Dataset excerpt
:::

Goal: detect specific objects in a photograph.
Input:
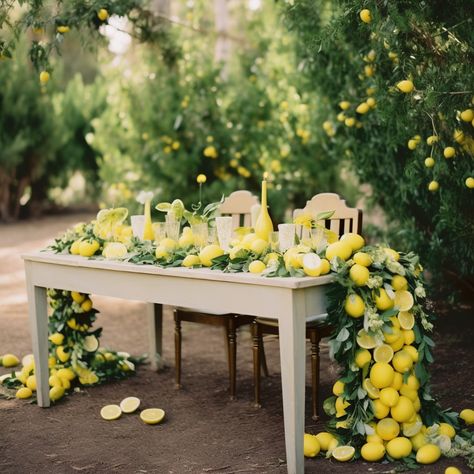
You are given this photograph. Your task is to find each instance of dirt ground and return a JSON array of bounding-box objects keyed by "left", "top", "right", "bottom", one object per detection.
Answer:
[{"left": 0, "top": 214, "right": 474, "bottom": 474}]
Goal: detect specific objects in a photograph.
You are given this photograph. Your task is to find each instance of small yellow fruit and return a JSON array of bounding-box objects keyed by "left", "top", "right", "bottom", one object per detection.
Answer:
[
  {"left": 416, "top": 444, "right": 441, "bottom": 464},
  {"left": 360, "top": 443, "right": 385, "bottom": 462},
  {"left": 304, "top": 433, "right": 321, "bottom": 458}
]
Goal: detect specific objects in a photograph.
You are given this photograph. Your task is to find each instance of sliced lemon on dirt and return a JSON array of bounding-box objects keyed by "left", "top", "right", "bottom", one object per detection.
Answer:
[
  {"left": 120, "top": 397, "right": 140, "bottom": 413},
  {"left": 374, "top": 344, "right": 393, "bottom": 364},
  {"left": 393, "top": 290, "right": 414, "bottom": 312},
  {"left": 100, "top": 405, "right": 122, "bottom": 421},
  {"left": 397, "top": 312, "right": 415, "bottom": 330},
  {"left": 357, "top": 329, "right": 377, "bottom": 349},
  {"left": 140, "top": 408, "right": 165, "bottom": 425},
  {"left": 332, "top": 446, "right": 355, "bottom": 462}
]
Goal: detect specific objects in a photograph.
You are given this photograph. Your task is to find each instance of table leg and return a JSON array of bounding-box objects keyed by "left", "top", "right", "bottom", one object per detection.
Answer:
[
  {"left": 27, "top": 283, "right": 50, "bottom": 407},
  {"left": 278, "top": 293, "right": 306, "bottom": 474},
  {"left": 146, "top": 303, "right": 164, "bottom": 371}
]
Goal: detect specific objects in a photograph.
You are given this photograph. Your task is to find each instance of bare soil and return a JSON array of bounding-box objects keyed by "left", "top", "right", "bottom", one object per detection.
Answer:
[{"left": 0, "top": 214, "right": 474, "bottom": 474}]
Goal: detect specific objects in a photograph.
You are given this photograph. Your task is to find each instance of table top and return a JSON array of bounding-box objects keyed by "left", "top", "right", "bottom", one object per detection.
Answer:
[{"left": 21, "top": 251, "right": 333, "bottom": 289}]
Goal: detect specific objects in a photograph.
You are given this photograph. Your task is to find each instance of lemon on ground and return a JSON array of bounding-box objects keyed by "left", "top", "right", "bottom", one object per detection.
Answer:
[
  {"left": 199, "top": 244, "right": 224, "bottom": 267},
  {"left": 374, "top": 344, "right": 393, "bottom": 363},
  {"left": 344, "top": 293, "right": 365, "bottom": 318},
  {"left": 374, "top": 288, "right": 394, "bottom": 311},
  {"left": 360, "top": 442, "right": 385, "bottom": 462},
  {"left": 120, "top": 397, "right": 140, "bottom": 413},
  {"left": 332, "top": 446, "right": 355, "bottom": 462},
  {"left": 100, "top": 405, "right": 122, "bottom": 421},
  {"left": 416, "top": 444, "right": 441, "bottom": 464},
  {"left": 304, "top": 433, "right": 321, "bottom": 458},
  {"left": 354, "top": 349, "right": 372, "bottom": 369},
  {"left": 386, "top": 436, "right": 413, "bottom": 459},
  {"left": 249, "top": 260, "right": 267, "bottom": 273},
  {"left": 390, "top": 395, "right": 415, "bottom": 423},
  {"left": 370, "top": 362, "right": 394, "bottom": 388},
  {"left": 357, "top": 329, "right": 377, "bottom": 349},
  {"left": 349, "top": 263, "right": 370, "bottom": 286},
  {"left": 140, "top": 408, "right": 165, "bottom": 425}
]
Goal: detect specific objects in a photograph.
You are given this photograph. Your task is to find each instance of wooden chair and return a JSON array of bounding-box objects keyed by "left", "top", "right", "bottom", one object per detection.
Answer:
[
  {"left": 174, "top": 191, "right": 266, "bottom": 399},
  {"left": 252, "top": 193, "right": 362, "bottom": 420}
]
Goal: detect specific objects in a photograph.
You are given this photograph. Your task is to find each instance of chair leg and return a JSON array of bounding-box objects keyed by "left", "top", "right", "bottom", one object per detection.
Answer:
[
  {"left": 174, "top": 311, "right": 181, "bottom": 389},
  {"left": 310, "top": 329, "right": 321, "bottom": 421},
  {"left": 227, "top": 318, "right": 237, "bottom": 400},
  {"left": 252, "top": 322, "right": 263, "bottom": 408}
]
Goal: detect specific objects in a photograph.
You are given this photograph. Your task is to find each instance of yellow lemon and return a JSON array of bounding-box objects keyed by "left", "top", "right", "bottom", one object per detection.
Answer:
[
  {"left": 304, "top": 433, "right": 321, "bottom": 458},
  {"left": 360, "top": 443, "right": 385, "bottom": 462},
  {"left": 386, "top": 436, "right": 413, "bottom": 459},
  {"left": 416, "top": 444, "right": 441, "bottom": 464},
  {"left": 344, "top": 293, "right": 365, "bottom": 318},
  {"left": 349, "top": 263, "right": 370, "bottom": 286}
]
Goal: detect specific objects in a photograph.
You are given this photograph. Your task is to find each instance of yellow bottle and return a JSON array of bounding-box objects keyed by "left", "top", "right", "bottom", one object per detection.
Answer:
[
  {"left": 143, "top": 200, "right": 155, "bottom": 240},
  {"left": 255, "top": 173, "right": 273, "bottom": 242}
]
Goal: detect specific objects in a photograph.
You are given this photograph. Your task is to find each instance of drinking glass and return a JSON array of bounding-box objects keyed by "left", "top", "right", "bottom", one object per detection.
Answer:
[{"left": 278, "top": 224, "right": 296, "bottom": 252}]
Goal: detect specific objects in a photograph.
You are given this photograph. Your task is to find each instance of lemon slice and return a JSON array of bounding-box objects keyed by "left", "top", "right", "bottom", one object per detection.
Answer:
[
  {"left": 374, "top": 344, "right": 393, "bottom": 364},
  {"left": 397, "top": 312, "right": 415, "bottom": 330},
  {"left": 357, "top": 329, "right": 377, "bottom": 349},
  {"left": 100, "top": 405, "right": 122, "bottom": 421},
  {"left": 120, "top": 397, "right": 140, "bottom": 413},
  {"left": 393, "top": 290, "right": 414, "bottom": 312},
  {"left": 140, "top": 408, "right": 165, "bottom": 425},
  {"left": 332, "top": 446, "right": 355, "bottom": 462}
]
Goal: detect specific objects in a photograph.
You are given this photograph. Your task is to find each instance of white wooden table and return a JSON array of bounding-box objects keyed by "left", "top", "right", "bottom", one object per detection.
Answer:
[{"left": 23, "top": 252, "right": 332, "bottom": 474}]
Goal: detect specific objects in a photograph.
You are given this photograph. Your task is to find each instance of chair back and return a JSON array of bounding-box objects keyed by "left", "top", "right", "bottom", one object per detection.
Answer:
[
  {"left": 219, "top": 190, "right": 260, "bottom": 229},
  {"left": 293, "top": 193, "right": 362, "bottom": 237}
]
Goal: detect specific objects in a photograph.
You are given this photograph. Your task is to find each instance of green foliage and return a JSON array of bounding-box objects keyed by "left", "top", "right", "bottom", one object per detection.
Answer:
[{"left": 286, "top": 0, "right": 474, "bottom": 290}]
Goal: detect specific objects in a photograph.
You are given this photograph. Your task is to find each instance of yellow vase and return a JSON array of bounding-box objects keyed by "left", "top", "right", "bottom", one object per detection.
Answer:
[
  {"left": 143, "top": 201, "right": 155, "bottom": 240},
  {"left": 255, "top": 174, "right": 273, "bottom": 242}
]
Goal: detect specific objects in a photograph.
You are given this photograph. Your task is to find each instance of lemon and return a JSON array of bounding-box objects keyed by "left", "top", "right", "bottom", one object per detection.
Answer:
[
  {"left": 397, "top": 80, "right": 415, "bottom": 94},
  {"left": 49, "top": 385, "right": 64, "bottom": 402},
  {"left": 359, "top": 8, "right": 372, "bottom": 23},
  {"left": 360, "top": 442, "right": 385, "bottom": 462},
  {"left": 439, "top": 423, "right": 456, "bottom": 439},
  {"left": 390, "top": 395, "right": 415, "bottom": 423},
  {"left": 416, "top": 444, "right": 441, "bottom": 464},
  {"left": 332, "top": 380, "right": 344, "bottom": 397},
  {"left": 380, "top": 387, "right": 400, "bottom": 408},
  {"left": 374, "top": 288, "right": 393, "bottom": 311},
  {"left": 304, "top": 433, "right": 321, "bottom": 458},
  {"left": 1, "top": 354, "right": 20, "bottom": 367},
  {"left": 386, "top": 436, "right": 413, "bottom": 459},
  {"left": 344, "top": 293, "right": 365, "bottom": 318},
  {"left": 332, "top": 446, "right": 355, "bottom": 462},
  {"left": 181, "top": 255, "right": 201, "bottom": 267},
  {"left": 100, "top": 405, "right": 122, "bottom": 421},
  {"left": 459, "top": 408, "right": 474, "bottom": 425},
  {"left": 354, "top": 349, "right": 372, "bottom": 369},
  {"left": 370, "top": 362, "right": 394, "bottom": 388},
  {"left": 249, "top": 260, "right": 267, "bottom": 273},
  {"left": 303, "top": 252, "right": 321, "bottom": 276},
  {"left": 357, "top": 329, "right": 377, "bottom": 349},
  {"left": 374, "top": 344, "right": 393, "bottom": 363},
  {"left": 120, "top": 397, "right": 140, "bottom": 413},
  {"left": 362, "top": 379, "right": 380, "bottom": 400},
  {"left": 140, "top": 408, "right": 165, "bottom": 425},
  {"left": 349, "top": 263, "right": 370, "bottom": 286},
  {"left": 199, "top": 244, "right": 224, "bottom": 267},
  {"left": 352, "top": 252, "right": 373, "bottom": 267}
]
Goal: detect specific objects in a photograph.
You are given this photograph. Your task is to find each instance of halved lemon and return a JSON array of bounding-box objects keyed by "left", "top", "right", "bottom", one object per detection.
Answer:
[
  {"left": 100, "top": 405, "right": 122, "bottom": 421},
  {"left": 140, "top": 408, "right": 165, "bottom": 425},
  {"left": 120, "top": 397, "right": 140, "bottom": 413},
  {"left": 374, "top": 344, "right": 393, "bottom": 364},
  {"left": 332, "top": 446, "right": 355, "bottom": 462},
  {"left": 397, "top": 312, "right": 415, "bottom": 330}
]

:::

# GOAL OF THE EXERCISE:
Identify every line above that contains the word "dirt" and copy each such line.

# ANSWER TO THE EXERCISE:
You are given this photograph. Your task is to find each instance of dirt ground and return a JSON array of bounding-box objects keyed by "left", "top", "right", "bottom", one object per detection.
You are given this photograph. Your task is to find each instance of sliced lemon on dirt and return a JSON array of bounding-box objects keyed by "left", "top", "right", "bottom", one object per detection.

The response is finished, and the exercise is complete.